**EXCERPTED PASSAGE**.
┄┄┄┄┄┄┄┄┄┄┄┄┄┄┄┄┄┄┄┄

Why Every Woman Has a Big Stake in Obamacare

Starting out with the obvious: The website rollout of Obamacare (i.e. the Affordable Care Act, or ACA) was ugly. That means no one has been talking about the serious issues of inequality it finally addresses. Before the ACA went into effect in 2011, A National Women’s Law Center (NWLC) report found that most health care plans charged women 80 percent more for premiums than men of the same age. 80 percent. Part of the reason cited for this disparity is that men are less likely than women to visit the doctor – an obvious benefit for the insurance guys because it reduces costs in the short-term. But in the long-term it starts to get ugly: men are significantly MORE likely than women to be hospitalized because of congestive heart failure and complications from diabetes – the kinds of chronic diseases responsible for 75% of the nation’s health care costs and 7 in 10 deaths in the US each year.

More shocking? Before now most insurance plans didn’t cover maternity services. The NWLC estimates that before the ACA’s rules kick in January 1, a pathetic 12% of policies in the individual insurance market have offered maternity coverage. Among the few plans that do offer prenatal care, most require a separate rider with deductibles of as much as $5,000 for maternity services, with benefits limited to a few thousand dollars, according to a 2010 survey by the House Committee on Energy and Commerce. All of which is estimated to cost women $1 billion a year.

How has this profound lack of affordable coverage affected our health in the U.S.? Many women aren’t taking advantage of the preventative care that helps avoid chronic disease in the first place. In fact, the high cost of care has led over half of American women to delay or avoid necessary visits with the doctor (for services like well-women checkups or Pap smears) that can catch and treat health issues early, before they cause greater harm, according to a 2009 report by the Commonwealth Fund. And you can bet these women aren’t getting enough of the preventative maternity care they need either. This lack of care is leading to devastating consequences: Compared to the rest of the world, child mortality rates in the U.S. are horrifying – worse than every western European country, Japan, South Korea, and Israel – at 7 deaths of kids under age five per 1,000 live births. And the low-income mothers who are especially likely to avoid health care are also statistically more likely to give birth to babies with low birth weight according to the March of Dimes – a condition experienced by nearly one in 10 babies in the US – putting their children at risk including chronic diseases like high blood pressure, diabetes and heart disease throughout life. It’s a vicious cycle.

┄┄┄┄┄┄┄┄┄┄┄┄┄┄┄┄┄┄┄┄

**INFORMATION GIVEN**.

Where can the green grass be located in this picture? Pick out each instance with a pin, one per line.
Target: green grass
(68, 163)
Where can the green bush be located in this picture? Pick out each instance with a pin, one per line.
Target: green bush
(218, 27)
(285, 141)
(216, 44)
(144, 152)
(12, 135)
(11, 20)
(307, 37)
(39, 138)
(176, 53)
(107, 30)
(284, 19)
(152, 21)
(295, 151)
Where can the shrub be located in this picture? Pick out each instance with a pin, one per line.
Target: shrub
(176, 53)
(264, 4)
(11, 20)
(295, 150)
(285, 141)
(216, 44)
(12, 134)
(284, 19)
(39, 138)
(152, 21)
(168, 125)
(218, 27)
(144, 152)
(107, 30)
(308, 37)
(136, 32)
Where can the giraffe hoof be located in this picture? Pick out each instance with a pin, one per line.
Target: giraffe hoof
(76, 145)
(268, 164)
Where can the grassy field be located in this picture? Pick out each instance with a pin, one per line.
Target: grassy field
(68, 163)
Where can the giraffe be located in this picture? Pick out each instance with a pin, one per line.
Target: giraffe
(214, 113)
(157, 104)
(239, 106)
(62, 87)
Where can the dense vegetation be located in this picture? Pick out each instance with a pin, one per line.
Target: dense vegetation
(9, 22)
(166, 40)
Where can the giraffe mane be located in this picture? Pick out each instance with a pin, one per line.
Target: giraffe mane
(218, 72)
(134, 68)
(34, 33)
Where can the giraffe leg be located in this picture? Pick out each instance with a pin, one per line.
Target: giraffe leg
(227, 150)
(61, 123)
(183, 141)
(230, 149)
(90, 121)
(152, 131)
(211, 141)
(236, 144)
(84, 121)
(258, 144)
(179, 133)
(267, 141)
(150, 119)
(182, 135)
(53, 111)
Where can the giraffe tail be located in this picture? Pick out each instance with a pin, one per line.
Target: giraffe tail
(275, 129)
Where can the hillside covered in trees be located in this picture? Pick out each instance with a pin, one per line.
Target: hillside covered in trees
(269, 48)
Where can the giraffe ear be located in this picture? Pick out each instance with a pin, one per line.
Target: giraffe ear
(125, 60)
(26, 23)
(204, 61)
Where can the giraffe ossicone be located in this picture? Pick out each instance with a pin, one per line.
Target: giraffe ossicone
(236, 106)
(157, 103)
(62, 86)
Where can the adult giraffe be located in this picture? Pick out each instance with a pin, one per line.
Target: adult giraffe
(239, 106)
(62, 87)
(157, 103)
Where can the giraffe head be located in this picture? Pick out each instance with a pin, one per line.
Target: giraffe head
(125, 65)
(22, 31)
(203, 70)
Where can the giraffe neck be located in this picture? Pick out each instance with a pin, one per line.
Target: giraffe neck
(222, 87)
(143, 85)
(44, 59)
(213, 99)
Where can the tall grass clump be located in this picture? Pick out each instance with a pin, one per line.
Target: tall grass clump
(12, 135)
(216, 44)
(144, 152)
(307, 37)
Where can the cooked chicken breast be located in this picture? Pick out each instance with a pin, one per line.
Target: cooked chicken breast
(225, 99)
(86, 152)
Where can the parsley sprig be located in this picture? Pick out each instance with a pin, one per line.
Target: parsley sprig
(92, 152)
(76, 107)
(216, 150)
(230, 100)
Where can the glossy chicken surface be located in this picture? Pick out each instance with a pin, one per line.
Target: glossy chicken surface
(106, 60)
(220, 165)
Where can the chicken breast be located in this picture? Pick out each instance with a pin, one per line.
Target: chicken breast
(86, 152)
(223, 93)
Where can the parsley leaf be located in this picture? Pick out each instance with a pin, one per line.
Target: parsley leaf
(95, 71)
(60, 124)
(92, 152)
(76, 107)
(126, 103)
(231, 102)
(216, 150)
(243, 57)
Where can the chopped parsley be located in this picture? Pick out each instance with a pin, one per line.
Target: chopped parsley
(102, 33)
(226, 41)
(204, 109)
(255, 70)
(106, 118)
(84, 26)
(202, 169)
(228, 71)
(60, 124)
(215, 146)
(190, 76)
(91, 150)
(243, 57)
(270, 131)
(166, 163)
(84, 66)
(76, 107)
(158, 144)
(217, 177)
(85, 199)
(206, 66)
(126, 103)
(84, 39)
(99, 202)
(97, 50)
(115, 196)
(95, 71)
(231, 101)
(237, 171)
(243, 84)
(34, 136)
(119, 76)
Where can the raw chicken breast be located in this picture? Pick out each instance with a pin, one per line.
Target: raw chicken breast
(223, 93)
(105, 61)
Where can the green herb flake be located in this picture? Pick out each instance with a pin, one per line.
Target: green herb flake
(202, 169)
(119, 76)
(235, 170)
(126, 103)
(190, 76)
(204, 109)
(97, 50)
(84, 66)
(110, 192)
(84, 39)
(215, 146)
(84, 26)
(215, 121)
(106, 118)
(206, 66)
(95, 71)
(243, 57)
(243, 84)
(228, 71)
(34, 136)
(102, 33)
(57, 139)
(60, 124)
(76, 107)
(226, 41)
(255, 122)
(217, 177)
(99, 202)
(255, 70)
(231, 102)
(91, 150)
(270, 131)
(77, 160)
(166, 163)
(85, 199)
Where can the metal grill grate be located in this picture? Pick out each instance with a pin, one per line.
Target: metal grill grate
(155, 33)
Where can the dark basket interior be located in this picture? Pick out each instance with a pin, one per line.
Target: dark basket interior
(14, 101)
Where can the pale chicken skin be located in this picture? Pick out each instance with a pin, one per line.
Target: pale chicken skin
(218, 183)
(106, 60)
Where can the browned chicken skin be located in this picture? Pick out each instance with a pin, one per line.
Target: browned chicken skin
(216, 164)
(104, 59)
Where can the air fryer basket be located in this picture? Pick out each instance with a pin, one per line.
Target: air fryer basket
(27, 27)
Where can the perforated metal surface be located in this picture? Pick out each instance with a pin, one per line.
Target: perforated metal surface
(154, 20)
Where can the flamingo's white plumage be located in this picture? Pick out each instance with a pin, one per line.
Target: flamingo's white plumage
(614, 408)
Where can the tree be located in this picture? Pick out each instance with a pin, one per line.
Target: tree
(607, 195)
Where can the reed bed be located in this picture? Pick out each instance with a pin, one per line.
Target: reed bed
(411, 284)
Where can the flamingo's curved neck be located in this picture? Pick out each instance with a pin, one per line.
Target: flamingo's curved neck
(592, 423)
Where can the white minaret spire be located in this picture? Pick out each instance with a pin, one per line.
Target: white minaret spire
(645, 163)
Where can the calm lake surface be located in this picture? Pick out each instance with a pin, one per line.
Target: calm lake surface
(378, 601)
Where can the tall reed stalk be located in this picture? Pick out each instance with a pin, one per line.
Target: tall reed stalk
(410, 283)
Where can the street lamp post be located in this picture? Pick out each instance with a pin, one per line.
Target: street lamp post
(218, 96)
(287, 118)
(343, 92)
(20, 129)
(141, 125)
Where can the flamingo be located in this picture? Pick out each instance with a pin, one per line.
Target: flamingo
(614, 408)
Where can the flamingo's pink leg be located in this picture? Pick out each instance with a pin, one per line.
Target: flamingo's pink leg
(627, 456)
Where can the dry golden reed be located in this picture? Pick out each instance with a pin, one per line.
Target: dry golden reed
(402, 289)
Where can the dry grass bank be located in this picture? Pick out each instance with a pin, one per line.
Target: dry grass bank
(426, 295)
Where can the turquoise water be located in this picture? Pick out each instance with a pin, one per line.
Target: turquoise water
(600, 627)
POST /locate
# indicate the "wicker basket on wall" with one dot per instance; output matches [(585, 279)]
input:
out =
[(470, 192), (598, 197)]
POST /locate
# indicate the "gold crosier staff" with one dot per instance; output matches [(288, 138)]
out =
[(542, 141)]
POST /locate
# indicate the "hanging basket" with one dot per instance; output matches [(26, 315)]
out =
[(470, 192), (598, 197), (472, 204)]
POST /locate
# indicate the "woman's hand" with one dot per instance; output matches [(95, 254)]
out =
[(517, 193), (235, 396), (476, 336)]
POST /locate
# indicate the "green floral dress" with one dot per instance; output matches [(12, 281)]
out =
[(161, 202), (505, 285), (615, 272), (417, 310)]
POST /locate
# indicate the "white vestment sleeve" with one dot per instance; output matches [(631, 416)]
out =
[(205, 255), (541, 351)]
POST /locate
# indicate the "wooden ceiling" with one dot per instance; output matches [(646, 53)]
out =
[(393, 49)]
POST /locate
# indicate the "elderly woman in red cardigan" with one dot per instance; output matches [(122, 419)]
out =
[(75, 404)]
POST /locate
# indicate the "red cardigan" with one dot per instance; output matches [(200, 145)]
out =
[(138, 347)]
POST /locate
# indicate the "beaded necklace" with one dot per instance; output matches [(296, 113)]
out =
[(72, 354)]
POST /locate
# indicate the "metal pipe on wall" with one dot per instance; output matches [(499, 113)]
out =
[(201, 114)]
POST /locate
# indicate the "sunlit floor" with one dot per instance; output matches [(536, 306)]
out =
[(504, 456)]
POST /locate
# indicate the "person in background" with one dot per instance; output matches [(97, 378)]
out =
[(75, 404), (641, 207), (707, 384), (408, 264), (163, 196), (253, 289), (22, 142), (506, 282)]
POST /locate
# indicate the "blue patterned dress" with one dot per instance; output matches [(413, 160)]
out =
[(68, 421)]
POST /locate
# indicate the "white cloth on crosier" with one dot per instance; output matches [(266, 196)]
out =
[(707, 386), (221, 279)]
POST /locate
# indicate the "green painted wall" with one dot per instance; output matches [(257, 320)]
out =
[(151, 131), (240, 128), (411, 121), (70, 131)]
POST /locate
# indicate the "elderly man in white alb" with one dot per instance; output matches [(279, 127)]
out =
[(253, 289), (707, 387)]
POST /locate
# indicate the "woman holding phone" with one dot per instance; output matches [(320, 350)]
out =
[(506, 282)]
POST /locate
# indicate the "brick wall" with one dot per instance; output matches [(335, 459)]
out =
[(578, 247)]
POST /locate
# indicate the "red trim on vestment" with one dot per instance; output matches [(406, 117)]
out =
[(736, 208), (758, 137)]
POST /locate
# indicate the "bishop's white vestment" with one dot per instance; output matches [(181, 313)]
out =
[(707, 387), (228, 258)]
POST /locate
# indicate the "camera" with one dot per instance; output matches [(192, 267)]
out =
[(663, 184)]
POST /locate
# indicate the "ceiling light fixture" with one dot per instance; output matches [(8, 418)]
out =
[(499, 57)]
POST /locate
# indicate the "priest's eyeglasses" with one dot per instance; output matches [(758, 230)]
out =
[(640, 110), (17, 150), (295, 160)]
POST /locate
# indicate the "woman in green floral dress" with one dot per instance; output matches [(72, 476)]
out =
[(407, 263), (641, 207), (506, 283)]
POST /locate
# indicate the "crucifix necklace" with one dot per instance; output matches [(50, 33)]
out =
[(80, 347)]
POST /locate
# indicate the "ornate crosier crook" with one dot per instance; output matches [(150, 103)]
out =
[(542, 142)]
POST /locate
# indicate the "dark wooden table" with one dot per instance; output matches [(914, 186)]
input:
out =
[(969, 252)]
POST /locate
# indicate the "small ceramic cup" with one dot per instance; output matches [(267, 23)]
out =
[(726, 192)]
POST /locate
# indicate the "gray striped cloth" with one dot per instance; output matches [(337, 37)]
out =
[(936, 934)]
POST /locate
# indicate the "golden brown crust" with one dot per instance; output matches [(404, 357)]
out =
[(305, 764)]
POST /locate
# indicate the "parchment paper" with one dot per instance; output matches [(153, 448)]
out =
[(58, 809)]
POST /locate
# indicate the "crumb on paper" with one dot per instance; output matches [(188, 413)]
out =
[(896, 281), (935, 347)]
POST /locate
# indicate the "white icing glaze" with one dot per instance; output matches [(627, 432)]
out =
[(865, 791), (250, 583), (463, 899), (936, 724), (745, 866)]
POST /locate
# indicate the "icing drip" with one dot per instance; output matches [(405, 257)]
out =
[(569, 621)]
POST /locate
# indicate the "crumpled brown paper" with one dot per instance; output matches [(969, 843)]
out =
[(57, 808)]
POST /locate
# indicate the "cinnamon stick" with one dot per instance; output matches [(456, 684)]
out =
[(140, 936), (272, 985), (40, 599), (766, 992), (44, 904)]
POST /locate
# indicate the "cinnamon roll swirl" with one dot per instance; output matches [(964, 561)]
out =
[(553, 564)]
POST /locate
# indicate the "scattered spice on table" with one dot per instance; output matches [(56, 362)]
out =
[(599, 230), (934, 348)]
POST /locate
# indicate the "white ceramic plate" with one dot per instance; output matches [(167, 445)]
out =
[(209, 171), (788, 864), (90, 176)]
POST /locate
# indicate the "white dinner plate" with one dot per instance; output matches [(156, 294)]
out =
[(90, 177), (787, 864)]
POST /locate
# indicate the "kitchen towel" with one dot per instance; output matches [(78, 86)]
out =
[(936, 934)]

┄┄┄┄┄┄┄┄┄┄┄┄┄┄┄┄┄┄┄┄

**AIM OF THE EXERCISE**.
Copy the article on women and Obamacare verbatim. Begin at the words "More shocking? Before" and stop after "billion a year.". The lines come from a different source than the article on women and Obamacare.

**WRITTEN ANSWER**.
More shocking? Before now most insurance plans didn’t cover maternity services. The NWLC estimates that before the ACA’s rules kick in January 1, a pathetic 12% of policies in the individual insurance market have offered maternity coverage. Among the few plans that do offer prenatal care, most require a separate rider with deductibles of as much as $5,000 for maternity services, with benefits limited to a few thousand dollars, according to a 2010 survey by the House Committee on Energy and Commerce. All of which is estimated to cost women $1 billion a year.